Texte à lire:
+++++
Depuis des années, les grands éditeurs de presse prophétisent la fin du papier et le proche avènement du tout-numérique. À les entendre, l’information ne s’écrira bientôt plus que sur Internet et le papier n’intéresserait déjà plus grand monde. La chute libre des ventes en kiosques, l’érosion des abonnements, l’arrêt de grands titres emblématiques seraient autant de signes que la presse papier est condamnée.

Depuis, ce discours catastrophiste a montré ses limites ; non seulement le papier est toujours là, mais de nouveaux titres naissent en faisant l’option d’une diffusion en kiosques. Pire, il semblerait que les annonceurs – nerf de guerre de la presse… – rechignent toujours à investir vraiment dans les supports numériques. Au final, un constat s’impose : c’est toujours le papier qui fait entrer les sous. Et on est en droit de se demander si les prophéties numériques n’ont pas surtout servi à justifier les plans sociaux. La preuve, récemment, à L’Équipe, où le PSE à l’œuvre tente d’asseoir sa légitimité sur la transition numérique.

Il n’est pas question, ici, de remettre en cause la nécessité qu’il y a, notamment pour les grands quotidiens, à réfléchir à comment investir ce vaste monde qu’est Internet. Le Web, sur lequel l’on se promène désormais avec bien des supports (ordinateur, tablette, téléphone), a bouleversé certaines habitudes de consommation de l’information – sans pour autant faire table rase des anciennes. Mais les choix opérés jusque-là par la plupart des éditeurs de PQN et de PQR sont inconsistants et empêchent un déploiement réussi de leurs titres dans un espace déjà saturé par les offres d’information.

Les politiques sociales affichées à l’égard des services de la fabrication des titres papier – imagerie, correction, secrétariat de rédaction – sont assez révélatrices de ces errements et de ces erreurs. Car les éditeurs de presse ont avant tout vu dans le numérique un moyen de s’affranchir des « coûts » de ces services qui, pourtant, se trouvent au cœur de la qualité des productions. Comme si le lectorat du Net était plus permissif, moins exigeant que celui du papier. Comme si le lecteur qui s’offusque d’une faute d’accord dans un article du quotidien qu’il achète en kiosque ne trouverait rien à redire à un nom propre écorché dans le titre d’un article du site Web.
+++++
(Entrées du jeu de données)
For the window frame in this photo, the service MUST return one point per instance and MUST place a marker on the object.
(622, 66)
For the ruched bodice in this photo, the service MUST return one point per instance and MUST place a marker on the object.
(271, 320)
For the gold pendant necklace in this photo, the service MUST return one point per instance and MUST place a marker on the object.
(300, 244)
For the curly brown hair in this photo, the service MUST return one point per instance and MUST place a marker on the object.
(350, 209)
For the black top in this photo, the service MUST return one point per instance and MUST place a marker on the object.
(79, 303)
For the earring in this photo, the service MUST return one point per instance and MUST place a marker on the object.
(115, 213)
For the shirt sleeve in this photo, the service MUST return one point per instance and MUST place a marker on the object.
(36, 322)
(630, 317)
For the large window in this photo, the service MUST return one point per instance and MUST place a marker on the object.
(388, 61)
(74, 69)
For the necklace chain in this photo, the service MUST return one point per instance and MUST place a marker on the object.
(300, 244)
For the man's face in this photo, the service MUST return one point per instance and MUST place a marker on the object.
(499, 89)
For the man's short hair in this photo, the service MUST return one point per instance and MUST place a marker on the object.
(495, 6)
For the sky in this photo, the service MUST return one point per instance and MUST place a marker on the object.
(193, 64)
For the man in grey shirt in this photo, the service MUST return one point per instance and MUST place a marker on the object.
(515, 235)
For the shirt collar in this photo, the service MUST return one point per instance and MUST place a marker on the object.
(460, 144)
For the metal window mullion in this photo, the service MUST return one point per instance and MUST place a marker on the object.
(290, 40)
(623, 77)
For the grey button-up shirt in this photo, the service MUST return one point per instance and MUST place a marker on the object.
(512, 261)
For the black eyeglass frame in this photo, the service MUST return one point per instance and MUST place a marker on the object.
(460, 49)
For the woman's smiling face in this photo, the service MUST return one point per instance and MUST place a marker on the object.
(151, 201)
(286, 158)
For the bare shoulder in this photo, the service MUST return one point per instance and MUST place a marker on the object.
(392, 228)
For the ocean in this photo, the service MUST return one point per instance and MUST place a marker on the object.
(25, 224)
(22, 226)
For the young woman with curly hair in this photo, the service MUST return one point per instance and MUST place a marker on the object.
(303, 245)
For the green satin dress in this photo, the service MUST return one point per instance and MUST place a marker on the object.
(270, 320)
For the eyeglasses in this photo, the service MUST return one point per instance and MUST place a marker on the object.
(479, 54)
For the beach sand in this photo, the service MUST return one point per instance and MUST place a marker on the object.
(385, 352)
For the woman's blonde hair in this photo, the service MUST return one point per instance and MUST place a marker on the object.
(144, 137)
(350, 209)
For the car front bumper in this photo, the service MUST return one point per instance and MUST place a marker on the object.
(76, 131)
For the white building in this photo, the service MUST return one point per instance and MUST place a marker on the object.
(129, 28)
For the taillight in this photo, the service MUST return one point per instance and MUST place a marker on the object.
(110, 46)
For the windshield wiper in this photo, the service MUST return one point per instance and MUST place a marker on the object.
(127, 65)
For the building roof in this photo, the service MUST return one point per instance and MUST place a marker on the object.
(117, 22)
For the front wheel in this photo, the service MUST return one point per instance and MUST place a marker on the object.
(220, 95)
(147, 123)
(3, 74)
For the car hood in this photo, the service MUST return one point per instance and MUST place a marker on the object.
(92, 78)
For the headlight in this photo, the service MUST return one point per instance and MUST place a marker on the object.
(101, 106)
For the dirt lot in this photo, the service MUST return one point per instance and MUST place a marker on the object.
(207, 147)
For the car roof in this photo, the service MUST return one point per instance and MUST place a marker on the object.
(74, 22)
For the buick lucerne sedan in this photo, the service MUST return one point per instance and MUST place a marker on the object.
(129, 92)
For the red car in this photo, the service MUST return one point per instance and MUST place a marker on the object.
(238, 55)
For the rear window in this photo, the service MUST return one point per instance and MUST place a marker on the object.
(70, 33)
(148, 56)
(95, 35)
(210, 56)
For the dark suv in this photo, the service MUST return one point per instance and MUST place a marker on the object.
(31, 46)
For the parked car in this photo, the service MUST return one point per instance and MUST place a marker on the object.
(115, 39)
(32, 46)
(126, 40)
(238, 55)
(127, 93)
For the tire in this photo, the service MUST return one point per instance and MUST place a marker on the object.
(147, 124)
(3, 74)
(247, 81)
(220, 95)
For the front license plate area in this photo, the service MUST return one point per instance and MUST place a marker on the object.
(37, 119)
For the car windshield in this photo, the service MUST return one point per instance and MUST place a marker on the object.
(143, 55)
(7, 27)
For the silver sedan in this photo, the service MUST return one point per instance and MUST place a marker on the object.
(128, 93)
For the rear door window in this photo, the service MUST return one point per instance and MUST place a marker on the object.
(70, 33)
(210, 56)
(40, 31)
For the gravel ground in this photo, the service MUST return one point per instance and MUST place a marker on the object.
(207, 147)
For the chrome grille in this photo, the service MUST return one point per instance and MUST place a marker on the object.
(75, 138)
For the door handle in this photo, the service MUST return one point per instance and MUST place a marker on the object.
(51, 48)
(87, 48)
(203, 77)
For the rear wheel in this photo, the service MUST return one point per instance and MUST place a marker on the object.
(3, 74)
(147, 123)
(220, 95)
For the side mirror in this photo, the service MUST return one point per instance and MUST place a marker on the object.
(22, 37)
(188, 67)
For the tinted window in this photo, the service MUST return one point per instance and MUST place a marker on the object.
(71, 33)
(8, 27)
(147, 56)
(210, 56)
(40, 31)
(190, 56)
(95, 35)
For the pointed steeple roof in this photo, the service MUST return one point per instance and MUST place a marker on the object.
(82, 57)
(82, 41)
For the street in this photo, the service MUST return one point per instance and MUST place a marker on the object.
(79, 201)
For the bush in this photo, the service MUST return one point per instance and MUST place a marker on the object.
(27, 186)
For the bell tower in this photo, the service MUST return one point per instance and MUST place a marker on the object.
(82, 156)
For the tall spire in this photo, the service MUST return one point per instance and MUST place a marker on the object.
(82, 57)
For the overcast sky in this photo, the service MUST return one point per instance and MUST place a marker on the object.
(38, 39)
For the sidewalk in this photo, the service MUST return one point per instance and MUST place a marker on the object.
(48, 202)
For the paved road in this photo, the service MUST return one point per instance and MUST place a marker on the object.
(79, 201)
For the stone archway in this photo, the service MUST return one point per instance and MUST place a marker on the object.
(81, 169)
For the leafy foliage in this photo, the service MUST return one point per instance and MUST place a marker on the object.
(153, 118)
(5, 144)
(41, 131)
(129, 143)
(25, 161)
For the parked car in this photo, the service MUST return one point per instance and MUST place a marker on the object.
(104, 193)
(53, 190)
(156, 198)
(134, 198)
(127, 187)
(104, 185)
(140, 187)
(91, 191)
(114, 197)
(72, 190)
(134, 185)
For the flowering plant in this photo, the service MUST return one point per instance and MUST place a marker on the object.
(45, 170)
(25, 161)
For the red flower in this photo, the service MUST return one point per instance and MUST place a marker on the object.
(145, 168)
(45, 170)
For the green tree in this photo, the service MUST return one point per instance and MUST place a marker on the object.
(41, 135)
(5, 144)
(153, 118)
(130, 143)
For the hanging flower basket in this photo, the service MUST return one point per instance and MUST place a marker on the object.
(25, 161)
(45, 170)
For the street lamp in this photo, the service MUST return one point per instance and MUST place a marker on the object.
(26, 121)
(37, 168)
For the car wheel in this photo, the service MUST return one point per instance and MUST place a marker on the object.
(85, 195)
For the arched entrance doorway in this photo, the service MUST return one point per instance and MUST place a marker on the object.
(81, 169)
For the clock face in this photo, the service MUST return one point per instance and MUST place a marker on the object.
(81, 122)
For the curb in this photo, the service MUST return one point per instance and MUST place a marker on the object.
+++++
Travail demandé:
1. D'après le texte sur la presse papier, dans quel journal le PSE en cours cherche-t-il à asseoir sa légitimité sur la transition numérique ?
2. Reformulez sous forme de liste le paragraphe du texte sur la presse papier qui commence par « Depuis, ce discours catastrophiste », en conservant ses faits essentiels.
3. Poursuivez le texte sur la presse papier et le numérique à partir de l'endroit où il s'arrête.

Réponses par consigne:
1. À L'Équipe.

2.
- Le discours catastrophiste a montré ses limites : le papier existe toujours, et de nouveaux titres naissent en choisissant la diffusion en kiosques.
- Les annonceurs, principale source de financement de la presse, hésitent encore à investir vraiment dans les supports numériques.
- C'est toujours le papier qui rapporte l'argent.
- On peut se demander si les prophéties numériques n'ont pas surtout servi à justifier des plans sociaux. Le PSE de L'Équipe, qui s'appuie sur la transition numérique pour se légitimer, en est un exemple récent.

3.
Grâce aux réseaux sociaux, et à Twitter en particulier, ce préjugé a été battu en brèche. Et, aujourd’hui, il n’est pas rare que les sites Web des journaux deviennent la risée du Net à la suite de fautes d’orthographe relevées dans les articles publiés. De fautes d’orthographe, mais aussi, et surtout, d’informations erronées ! Car le correcteur n’est pas seulement celui qui veille sur la typographie, l’orthographe, la grammaire, la conjugaison et la syntaxe des textes ; le correcteur, c’est aussi celui qui vérifie, dans la mesure du possible, les informations sensibles avancées par les journalistes. C’est l’ultime vigie de l’information. Et à l’heure des fake newset des révélations qui se répandent à grande vitesse, ce n’est pas un luxe, pour une presse qui se rêve en défenseuse des vérités, que de se l’offrir !

La réussite de l’implantation sur le Net des grands journaux passera par un investissement des entreprises dans leurs services de fabrication, notamment dans les cassetins de correcteurs, dont ils doivent étendre le périmètre aux supports numériques. La plus-value que ces travailleurs-là apportent au travail des « journalistes rédigeants » contribuera à faire émerger ces titres de la masse grouillante d’informations qui pullule sur Internet. Sans ces personnels dits « techniques », la transition numérique de la PQN et de la PQR ne se fera pas ou sera un lamentable échec. Le Mondel’a compris il y a plus d’une décennie, et son site Internet bénéficie aujourd’hui de son propre service de correction ; la différence avec ceux d’autres titres est criante. Croire que l’on peut trouver un modèle économique viable en sabrant dans les effectifs de la fabrication est incompréhensible, sinon méprisant pour le lectorat. Les lecteurs ne sont pas des oies qu’on gave avec ce qu’on a sous la main, leurs exigences sont les mêmes, qu’ils préfèrent l’odeur de l’encre ou les écrans.